▸ **What the task requires**
Using the records below, repeat exactly the lines from the one holding "locate the green shrub in the photo above" through the one holding "locate the grass patch in the photo above", both ends included, and no others.

------ Supplied records

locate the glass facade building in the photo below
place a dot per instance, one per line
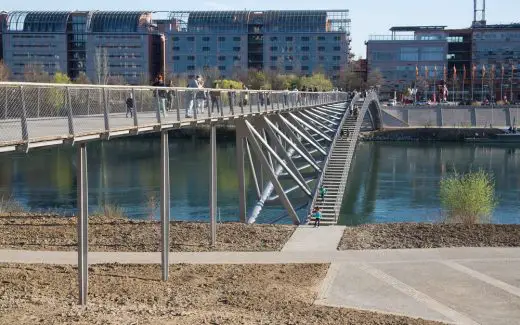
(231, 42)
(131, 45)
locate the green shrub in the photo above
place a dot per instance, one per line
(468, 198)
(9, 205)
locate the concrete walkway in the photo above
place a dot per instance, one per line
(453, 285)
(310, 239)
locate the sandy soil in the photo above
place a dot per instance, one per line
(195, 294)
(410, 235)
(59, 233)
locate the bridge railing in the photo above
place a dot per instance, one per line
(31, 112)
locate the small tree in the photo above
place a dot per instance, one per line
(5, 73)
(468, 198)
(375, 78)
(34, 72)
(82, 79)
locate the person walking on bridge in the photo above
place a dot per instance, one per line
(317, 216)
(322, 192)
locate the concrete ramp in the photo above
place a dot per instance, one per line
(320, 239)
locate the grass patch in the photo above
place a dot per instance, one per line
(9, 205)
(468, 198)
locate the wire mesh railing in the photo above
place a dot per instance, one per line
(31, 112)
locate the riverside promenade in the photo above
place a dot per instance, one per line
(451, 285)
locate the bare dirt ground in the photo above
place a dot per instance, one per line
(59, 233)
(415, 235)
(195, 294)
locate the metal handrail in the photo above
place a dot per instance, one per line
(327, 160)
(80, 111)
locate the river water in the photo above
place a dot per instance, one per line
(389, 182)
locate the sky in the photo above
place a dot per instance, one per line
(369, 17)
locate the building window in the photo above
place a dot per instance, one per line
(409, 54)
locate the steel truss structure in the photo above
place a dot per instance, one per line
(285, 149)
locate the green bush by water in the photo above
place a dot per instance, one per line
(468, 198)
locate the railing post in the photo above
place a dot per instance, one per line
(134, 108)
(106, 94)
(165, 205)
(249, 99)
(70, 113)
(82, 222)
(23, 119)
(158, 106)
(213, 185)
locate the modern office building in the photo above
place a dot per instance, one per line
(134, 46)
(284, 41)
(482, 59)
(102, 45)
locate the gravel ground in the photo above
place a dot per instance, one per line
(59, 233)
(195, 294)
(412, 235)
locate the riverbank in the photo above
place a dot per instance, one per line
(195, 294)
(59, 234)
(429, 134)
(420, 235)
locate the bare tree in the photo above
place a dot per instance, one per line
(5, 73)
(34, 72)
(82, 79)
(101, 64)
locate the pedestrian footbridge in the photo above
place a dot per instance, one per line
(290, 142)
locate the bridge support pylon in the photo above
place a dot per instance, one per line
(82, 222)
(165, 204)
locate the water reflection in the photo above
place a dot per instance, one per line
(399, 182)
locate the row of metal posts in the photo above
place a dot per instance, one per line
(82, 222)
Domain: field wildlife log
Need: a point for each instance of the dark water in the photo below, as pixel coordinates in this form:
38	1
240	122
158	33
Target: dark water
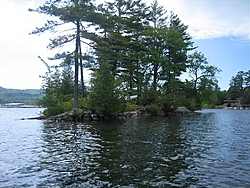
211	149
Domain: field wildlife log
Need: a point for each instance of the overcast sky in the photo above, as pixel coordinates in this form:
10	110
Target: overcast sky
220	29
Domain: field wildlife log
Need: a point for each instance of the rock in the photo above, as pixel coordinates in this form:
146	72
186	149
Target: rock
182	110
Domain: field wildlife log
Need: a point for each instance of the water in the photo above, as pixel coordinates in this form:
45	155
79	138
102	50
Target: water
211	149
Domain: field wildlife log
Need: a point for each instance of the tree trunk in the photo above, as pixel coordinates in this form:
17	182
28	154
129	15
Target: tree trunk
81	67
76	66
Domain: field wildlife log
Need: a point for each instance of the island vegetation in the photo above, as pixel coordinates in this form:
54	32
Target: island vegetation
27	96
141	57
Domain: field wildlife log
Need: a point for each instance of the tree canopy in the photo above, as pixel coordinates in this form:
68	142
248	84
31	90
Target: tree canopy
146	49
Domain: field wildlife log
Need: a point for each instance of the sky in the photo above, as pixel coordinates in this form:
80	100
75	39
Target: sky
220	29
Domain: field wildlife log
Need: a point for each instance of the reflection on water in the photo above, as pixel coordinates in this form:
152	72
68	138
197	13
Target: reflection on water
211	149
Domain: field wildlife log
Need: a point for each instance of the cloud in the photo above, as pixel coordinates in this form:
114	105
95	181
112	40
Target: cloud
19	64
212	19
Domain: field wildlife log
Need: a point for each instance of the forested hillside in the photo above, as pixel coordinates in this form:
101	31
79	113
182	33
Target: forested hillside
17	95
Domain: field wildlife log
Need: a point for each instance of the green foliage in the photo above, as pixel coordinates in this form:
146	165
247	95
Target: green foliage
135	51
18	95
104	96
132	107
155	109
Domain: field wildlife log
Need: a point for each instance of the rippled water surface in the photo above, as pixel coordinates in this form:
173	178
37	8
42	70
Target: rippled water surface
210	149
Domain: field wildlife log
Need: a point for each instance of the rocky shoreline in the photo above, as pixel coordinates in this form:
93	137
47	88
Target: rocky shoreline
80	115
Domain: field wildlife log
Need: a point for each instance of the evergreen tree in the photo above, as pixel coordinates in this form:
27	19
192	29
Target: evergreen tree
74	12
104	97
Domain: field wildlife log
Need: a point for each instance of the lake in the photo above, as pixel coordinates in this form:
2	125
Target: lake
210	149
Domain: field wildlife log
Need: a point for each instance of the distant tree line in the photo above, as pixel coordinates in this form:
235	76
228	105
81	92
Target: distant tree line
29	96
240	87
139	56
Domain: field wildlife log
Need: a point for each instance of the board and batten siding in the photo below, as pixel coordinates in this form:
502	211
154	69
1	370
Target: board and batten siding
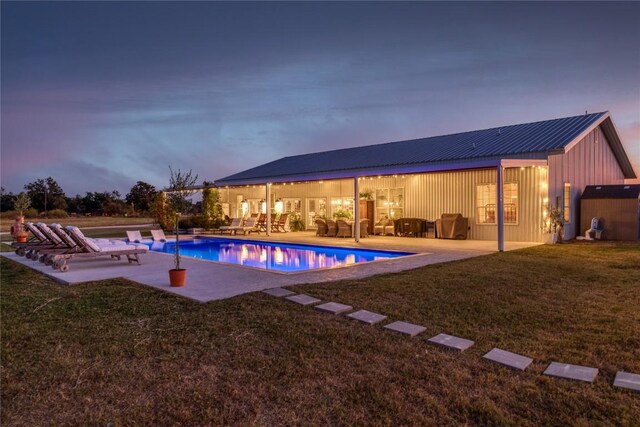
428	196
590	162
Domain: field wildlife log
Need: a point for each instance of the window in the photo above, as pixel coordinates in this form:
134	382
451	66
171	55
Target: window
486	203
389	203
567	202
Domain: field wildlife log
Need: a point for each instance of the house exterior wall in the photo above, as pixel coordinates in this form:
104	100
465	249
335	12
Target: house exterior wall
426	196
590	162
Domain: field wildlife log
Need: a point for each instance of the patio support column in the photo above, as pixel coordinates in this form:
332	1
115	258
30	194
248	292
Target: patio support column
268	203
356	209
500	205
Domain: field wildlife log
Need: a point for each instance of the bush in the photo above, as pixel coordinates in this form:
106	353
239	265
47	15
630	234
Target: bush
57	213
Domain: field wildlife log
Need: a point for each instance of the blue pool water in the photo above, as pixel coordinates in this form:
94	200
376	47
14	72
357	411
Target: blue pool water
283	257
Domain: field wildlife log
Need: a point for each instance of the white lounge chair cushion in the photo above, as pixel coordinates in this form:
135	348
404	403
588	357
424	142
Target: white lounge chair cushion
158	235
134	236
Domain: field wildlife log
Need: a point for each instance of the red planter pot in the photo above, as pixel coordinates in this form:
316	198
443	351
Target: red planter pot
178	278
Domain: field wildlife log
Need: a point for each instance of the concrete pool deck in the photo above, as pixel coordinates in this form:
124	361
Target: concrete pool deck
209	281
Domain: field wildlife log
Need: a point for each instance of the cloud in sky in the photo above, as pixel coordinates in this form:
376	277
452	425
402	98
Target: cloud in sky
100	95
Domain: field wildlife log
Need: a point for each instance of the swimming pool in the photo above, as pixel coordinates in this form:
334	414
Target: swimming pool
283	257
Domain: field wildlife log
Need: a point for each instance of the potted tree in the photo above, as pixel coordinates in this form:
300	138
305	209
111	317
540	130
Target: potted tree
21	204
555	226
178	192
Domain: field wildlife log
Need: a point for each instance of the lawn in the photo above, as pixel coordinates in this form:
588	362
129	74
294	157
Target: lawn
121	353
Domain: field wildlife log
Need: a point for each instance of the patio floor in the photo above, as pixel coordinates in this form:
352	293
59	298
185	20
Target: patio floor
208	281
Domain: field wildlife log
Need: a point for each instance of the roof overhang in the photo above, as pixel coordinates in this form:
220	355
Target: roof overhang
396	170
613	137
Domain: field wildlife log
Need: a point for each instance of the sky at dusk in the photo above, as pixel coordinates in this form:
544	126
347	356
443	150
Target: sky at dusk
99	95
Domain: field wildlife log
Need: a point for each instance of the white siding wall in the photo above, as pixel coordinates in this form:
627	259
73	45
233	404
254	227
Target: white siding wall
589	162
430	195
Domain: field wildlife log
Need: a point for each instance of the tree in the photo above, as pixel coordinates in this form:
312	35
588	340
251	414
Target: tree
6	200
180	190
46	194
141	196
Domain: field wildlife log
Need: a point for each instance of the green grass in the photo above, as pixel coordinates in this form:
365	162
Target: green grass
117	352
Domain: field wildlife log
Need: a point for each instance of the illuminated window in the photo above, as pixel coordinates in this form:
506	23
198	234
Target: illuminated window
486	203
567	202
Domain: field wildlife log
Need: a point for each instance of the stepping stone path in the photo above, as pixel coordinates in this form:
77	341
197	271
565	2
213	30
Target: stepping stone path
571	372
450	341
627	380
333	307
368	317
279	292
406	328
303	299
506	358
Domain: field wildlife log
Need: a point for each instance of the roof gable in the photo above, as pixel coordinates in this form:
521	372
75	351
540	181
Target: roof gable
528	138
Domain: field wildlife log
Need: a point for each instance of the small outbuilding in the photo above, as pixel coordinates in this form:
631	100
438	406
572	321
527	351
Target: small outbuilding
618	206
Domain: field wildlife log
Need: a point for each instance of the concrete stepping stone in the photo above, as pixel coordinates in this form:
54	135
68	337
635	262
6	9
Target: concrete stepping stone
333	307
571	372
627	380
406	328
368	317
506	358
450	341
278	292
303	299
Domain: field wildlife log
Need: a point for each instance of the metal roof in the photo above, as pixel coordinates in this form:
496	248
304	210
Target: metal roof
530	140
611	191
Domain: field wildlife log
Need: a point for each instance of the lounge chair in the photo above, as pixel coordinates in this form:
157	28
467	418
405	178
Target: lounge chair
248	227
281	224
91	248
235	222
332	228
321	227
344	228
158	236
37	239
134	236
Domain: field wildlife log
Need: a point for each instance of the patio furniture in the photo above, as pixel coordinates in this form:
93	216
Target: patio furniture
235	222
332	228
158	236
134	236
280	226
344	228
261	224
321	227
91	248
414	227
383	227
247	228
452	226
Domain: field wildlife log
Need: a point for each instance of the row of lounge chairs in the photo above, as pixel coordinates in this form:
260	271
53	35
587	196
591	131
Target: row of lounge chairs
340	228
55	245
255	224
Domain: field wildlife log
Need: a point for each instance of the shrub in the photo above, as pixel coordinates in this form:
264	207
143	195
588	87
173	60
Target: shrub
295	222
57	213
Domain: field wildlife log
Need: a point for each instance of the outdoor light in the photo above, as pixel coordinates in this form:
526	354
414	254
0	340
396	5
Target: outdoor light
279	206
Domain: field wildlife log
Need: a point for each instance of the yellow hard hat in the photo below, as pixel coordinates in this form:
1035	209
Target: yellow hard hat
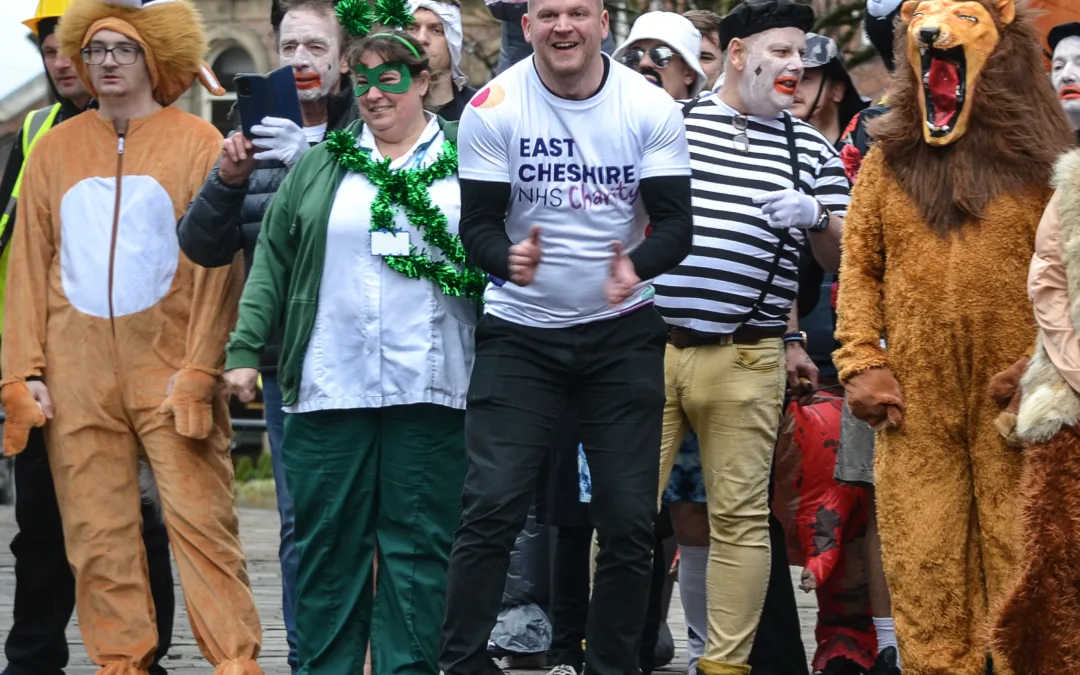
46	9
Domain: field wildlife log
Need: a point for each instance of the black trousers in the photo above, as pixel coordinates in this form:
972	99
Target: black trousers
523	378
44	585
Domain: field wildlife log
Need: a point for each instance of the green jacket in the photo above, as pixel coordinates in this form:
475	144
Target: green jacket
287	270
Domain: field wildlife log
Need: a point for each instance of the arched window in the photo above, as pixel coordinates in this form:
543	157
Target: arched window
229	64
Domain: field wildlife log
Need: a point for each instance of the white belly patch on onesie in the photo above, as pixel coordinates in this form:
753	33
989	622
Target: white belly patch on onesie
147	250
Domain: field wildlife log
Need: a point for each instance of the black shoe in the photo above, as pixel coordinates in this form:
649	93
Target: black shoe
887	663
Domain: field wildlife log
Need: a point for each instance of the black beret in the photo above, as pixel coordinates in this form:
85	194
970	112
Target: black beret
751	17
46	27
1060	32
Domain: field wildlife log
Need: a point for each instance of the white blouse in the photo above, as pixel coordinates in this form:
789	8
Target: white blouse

------------

▸ **Completed task**
locate the green shrub in the photo above
place a dot per instance, one per line
(468, 198)
(9, 205)
locate the concrete walkway in the photo above
place a dot per instance, one per line
(453, 285)
(310, 239)
locate the sandy soil in the photo above
place a dot per instance, one per line
(195, 294)
(410, 235)
(59, 233)
locate the bridge railing in the photo above
place a dot per instance, one per line
(31, 112)
locate the small tree in the photo above
place a dot per instance, one per line
(5, 73)
(468, 198)
(375, 78)
(34, 72)
(82, 79)
locate the person walking on bridge in the photo above
place a dot per instance, one per line
(317, 216)
(322, 192)
locate the concrete ramp in the photo above
place a dot per instance, one per line
(320, 239)
locate the grass patch in the photo above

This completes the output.